**About this exercise:**
Each line from the one with "Identify a point for each instance of the rear side" through the last line of the records must be output exactly, both ends included.

Dataset entries
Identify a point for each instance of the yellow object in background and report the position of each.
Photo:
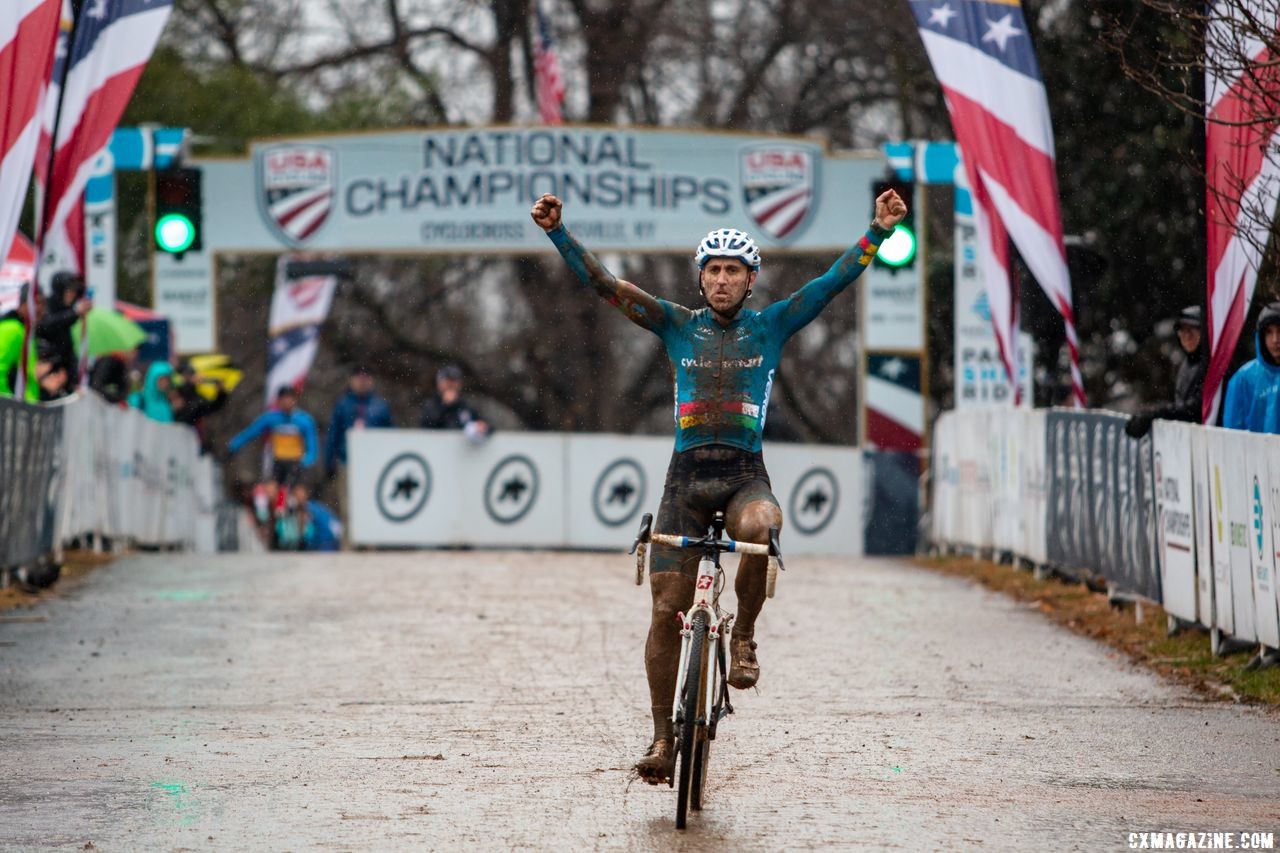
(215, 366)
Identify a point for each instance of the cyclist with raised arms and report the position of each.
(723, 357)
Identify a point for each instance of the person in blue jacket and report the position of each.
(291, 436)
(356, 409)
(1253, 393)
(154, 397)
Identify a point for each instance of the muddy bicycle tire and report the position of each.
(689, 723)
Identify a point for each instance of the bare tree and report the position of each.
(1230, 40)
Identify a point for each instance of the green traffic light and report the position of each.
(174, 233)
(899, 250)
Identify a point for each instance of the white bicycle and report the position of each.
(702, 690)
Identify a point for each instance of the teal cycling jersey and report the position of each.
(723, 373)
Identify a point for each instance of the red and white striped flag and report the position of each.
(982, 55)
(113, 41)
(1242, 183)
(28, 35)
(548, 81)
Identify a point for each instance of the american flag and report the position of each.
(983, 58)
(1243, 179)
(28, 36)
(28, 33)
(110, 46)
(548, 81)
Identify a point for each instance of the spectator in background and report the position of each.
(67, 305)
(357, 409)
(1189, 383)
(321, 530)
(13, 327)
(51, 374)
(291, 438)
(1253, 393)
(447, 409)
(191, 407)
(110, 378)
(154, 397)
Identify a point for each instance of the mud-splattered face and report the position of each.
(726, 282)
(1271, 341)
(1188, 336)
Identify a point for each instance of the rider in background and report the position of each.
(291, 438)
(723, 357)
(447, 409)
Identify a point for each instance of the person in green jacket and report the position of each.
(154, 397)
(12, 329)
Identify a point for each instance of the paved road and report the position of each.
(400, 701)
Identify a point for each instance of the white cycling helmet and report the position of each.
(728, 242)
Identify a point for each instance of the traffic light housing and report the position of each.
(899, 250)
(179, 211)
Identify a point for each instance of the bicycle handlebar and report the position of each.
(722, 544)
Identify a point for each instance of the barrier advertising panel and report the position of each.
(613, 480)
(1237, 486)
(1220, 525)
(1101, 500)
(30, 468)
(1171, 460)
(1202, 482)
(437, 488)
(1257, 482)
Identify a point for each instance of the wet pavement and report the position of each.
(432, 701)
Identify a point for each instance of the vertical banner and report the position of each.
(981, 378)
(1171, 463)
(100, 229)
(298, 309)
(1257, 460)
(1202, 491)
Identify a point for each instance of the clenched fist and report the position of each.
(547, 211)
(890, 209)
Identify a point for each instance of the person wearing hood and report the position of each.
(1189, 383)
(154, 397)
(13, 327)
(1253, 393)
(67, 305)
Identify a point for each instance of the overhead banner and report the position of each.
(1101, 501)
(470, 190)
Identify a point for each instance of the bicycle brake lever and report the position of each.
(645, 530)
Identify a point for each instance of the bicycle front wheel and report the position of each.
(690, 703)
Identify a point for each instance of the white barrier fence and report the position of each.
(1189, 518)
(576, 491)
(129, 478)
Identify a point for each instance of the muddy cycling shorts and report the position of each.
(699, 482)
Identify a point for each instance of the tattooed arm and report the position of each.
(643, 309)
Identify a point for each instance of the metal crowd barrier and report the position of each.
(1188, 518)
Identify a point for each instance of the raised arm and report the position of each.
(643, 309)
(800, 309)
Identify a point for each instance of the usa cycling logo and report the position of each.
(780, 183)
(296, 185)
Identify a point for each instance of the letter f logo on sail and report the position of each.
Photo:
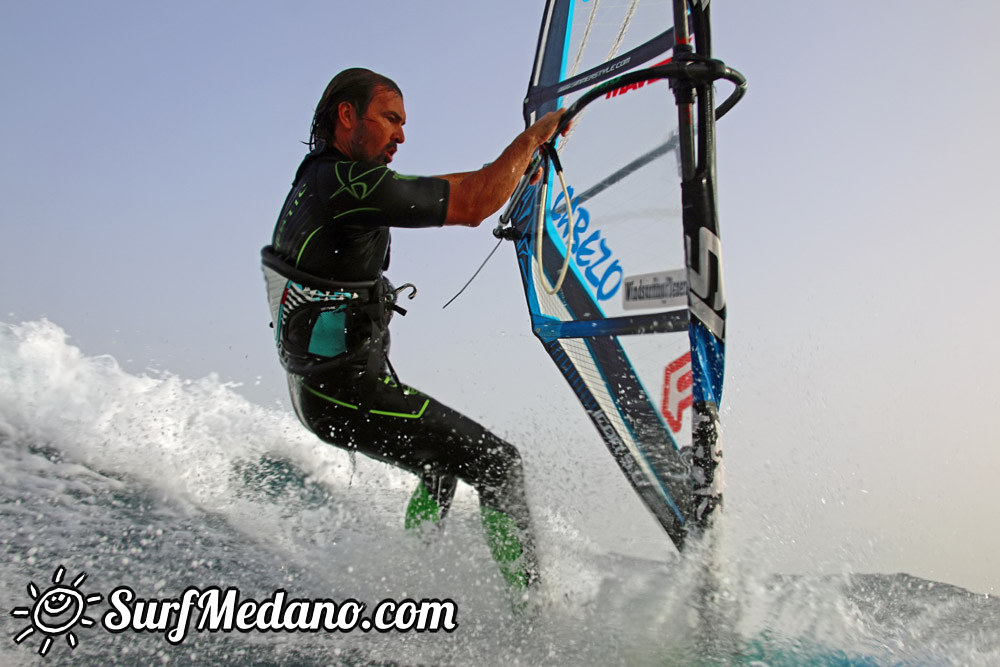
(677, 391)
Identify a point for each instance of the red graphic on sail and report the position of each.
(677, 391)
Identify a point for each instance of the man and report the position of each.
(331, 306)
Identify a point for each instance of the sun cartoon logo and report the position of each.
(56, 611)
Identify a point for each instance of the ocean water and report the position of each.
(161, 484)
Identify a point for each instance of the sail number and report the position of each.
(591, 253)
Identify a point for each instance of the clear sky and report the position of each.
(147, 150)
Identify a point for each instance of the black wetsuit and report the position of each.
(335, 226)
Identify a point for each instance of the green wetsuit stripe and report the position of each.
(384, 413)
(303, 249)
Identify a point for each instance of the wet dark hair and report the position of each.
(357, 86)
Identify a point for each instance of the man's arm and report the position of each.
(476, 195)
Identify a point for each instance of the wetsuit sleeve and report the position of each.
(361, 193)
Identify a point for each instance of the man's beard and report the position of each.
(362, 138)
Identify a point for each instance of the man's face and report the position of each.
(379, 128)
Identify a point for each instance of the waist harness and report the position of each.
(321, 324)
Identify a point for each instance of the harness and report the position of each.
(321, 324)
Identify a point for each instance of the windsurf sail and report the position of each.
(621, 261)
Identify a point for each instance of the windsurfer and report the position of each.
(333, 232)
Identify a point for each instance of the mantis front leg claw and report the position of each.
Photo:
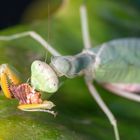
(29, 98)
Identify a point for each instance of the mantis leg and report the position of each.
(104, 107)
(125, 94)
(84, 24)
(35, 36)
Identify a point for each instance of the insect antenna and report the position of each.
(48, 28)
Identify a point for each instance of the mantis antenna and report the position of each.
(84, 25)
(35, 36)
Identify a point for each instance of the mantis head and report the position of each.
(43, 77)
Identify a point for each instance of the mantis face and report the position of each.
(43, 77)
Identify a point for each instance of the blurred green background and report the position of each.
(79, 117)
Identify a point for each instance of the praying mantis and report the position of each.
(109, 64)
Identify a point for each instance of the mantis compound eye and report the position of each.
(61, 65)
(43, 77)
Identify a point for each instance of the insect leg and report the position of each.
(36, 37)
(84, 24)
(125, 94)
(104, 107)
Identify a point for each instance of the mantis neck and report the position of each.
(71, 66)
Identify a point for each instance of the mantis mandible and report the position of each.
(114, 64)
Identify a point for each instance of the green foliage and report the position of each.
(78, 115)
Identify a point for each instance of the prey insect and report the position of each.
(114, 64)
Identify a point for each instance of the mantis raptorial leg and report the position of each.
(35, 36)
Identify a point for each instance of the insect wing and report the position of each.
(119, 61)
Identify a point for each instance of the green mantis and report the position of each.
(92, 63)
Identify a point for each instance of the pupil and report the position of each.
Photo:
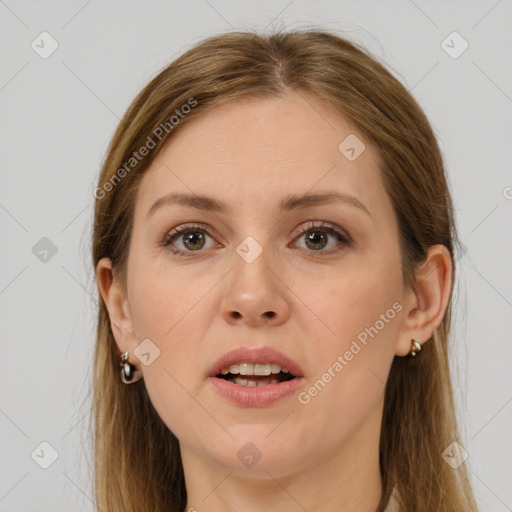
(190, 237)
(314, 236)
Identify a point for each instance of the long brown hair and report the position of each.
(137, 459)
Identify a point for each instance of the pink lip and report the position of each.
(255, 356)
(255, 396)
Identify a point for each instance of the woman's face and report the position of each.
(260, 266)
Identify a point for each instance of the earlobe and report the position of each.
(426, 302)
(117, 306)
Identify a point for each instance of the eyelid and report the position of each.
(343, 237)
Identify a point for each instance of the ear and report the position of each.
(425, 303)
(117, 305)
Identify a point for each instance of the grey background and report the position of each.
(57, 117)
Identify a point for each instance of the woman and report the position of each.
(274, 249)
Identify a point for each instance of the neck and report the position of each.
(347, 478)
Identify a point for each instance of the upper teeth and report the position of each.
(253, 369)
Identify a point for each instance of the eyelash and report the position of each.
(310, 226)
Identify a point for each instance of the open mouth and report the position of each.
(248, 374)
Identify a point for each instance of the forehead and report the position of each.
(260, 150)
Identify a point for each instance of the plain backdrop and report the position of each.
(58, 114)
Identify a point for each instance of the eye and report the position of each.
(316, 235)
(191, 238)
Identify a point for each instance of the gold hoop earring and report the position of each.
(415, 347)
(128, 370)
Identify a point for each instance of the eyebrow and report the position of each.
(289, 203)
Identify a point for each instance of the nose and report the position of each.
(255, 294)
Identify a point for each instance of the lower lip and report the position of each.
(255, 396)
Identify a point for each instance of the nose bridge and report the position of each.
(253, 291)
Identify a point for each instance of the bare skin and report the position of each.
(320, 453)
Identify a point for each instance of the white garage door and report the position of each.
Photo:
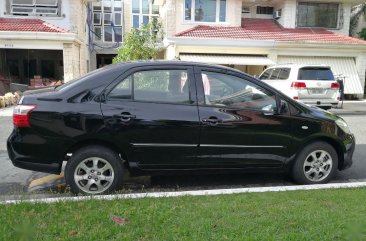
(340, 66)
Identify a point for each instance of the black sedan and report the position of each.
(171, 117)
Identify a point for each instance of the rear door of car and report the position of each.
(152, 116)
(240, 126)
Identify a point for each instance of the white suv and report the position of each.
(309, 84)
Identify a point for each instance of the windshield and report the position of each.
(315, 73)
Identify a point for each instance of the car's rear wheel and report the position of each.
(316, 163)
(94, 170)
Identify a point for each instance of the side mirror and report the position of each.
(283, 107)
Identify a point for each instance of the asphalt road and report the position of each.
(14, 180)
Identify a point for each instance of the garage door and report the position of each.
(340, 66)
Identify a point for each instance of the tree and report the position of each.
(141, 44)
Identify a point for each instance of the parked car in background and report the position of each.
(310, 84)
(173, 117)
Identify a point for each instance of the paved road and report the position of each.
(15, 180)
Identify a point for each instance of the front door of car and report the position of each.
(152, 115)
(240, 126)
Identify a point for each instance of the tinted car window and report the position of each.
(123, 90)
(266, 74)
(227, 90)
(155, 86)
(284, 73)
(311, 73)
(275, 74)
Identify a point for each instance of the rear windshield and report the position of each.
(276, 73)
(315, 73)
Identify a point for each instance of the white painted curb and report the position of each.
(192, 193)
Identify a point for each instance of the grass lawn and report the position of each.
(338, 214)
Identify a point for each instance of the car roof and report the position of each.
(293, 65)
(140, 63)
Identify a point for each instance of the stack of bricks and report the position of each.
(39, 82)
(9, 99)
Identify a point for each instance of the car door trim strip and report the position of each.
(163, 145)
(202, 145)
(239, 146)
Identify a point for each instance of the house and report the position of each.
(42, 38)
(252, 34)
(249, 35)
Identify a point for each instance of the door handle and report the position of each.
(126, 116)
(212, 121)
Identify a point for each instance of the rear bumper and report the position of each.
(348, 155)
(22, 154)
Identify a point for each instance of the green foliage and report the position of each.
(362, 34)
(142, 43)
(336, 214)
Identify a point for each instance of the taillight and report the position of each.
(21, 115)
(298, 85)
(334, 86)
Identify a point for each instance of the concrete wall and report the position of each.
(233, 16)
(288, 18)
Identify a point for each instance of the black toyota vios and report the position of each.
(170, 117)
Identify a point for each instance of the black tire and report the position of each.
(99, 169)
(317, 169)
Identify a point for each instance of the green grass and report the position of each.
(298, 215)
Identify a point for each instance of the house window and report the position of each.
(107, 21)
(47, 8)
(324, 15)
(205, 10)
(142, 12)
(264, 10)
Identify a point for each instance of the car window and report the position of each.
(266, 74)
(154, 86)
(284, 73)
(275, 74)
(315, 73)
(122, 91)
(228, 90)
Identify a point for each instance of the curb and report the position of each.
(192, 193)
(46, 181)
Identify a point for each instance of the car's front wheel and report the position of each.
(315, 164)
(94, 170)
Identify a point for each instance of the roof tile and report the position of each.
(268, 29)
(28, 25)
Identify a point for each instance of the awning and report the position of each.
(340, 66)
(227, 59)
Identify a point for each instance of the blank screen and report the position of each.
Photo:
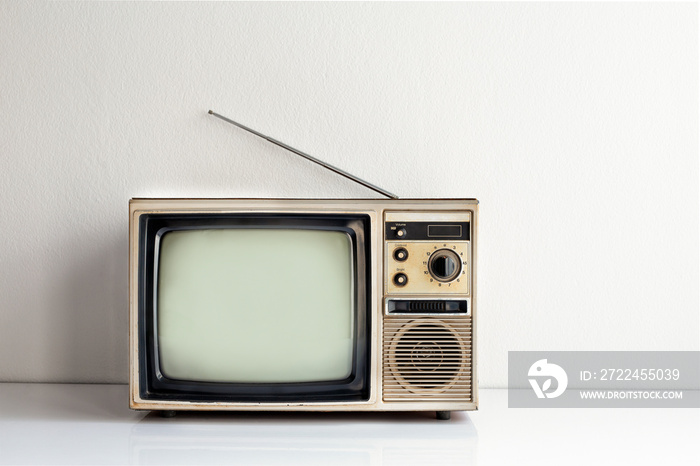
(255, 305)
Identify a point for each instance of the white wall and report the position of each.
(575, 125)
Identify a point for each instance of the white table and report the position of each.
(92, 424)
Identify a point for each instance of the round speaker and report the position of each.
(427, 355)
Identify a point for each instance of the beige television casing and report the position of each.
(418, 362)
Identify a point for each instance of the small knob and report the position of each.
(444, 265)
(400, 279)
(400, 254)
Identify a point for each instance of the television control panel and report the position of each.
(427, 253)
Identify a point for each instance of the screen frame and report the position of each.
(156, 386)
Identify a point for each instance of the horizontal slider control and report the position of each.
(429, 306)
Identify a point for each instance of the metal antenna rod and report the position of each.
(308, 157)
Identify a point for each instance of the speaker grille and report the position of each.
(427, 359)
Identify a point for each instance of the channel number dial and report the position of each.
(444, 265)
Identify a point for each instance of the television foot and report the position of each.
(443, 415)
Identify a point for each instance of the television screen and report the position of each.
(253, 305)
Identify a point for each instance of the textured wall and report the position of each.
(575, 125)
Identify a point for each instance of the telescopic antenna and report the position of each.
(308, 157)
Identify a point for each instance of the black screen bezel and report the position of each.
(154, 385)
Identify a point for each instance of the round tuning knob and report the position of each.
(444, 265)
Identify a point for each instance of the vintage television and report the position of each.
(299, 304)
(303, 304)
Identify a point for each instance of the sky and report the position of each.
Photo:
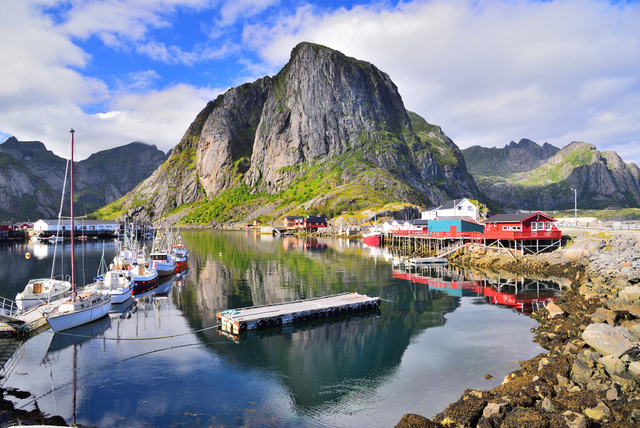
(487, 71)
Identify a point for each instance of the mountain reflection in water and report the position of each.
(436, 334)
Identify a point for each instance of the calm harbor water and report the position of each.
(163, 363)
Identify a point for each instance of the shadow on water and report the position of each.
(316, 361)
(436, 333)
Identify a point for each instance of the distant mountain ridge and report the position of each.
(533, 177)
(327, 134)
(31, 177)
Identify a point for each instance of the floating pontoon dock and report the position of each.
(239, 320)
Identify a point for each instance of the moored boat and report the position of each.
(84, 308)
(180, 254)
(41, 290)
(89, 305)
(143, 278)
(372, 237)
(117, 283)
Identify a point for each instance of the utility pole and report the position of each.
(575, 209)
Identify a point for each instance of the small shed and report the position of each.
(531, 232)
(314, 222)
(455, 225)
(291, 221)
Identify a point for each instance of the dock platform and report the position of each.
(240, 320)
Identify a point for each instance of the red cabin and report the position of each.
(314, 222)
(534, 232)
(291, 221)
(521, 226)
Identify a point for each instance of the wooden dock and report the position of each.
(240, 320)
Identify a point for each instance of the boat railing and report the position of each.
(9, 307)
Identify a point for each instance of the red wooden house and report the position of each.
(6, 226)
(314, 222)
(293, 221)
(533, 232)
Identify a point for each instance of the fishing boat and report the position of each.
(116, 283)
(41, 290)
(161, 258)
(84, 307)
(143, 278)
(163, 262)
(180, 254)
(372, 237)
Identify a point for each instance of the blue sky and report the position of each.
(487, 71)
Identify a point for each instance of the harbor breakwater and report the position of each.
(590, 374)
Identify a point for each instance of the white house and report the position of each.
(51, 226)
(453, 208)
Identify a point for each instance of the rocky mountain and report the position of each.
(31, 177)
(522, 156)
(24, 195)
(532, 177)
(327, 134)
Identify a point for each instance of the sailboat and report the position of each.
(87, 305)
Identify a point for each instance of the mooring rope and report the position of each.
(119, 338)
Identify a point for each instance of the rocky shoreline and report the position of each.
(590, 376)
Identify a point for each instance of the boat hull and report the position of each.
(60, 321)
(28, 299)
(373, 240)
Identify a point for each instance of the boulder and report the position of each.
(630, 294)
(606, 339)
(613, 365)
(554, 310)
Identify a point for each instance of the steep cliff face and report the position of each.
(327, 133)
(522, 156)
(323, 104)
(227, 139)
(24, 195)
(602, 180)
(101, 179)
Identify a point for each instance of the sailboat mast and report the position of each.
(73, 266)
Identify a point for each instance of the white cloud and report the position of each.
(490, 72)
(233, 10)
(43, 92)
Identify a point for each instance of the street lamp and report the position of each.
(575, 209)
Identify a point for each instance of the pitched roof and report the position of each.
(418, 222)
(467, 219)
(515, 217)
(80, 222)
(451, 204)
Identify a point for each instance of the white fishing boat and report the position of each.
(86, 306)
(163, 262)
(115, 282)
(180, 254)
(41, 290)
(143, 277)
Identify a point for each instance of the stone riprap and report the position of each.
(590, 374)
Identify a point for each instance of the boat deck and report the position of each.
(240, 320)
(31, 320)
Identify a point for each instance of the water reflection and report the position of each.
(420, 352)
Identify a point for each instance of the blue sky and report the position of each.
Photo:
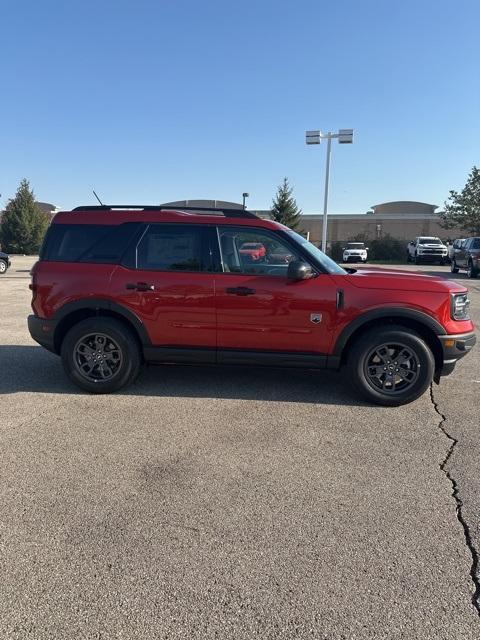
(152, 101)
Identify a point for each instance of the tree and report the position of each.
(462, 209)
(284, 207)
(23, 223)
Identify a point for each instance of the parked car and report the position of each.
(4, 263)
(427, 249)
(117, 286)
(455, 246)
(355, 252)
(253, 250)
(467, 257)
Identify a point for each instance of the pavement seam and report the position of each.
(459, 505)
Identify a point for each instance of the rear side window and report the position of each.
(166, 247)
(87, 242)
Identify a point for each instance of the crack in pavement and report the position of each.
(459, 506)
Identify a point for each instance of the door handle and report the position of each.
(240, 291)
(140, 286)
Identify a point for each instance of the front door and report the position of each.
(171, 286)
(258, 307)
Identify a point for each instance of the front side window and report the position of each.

**Exercise solution:**
Identify a point for each instance of the rear side window and report the position of each.
(166, 247)
(87, 242)
Identify a point for each instance of the crack in pavement and report the position of each.
(459, 506)
Identify a point for each instance of the door handle and report the position of each.
(240, 291)
(140, 286)
Identify a point for each instance of the front door and report the position of each.
(171, 286)
(258, 307)
Identify a point for each instance of the front side window and report the position of each.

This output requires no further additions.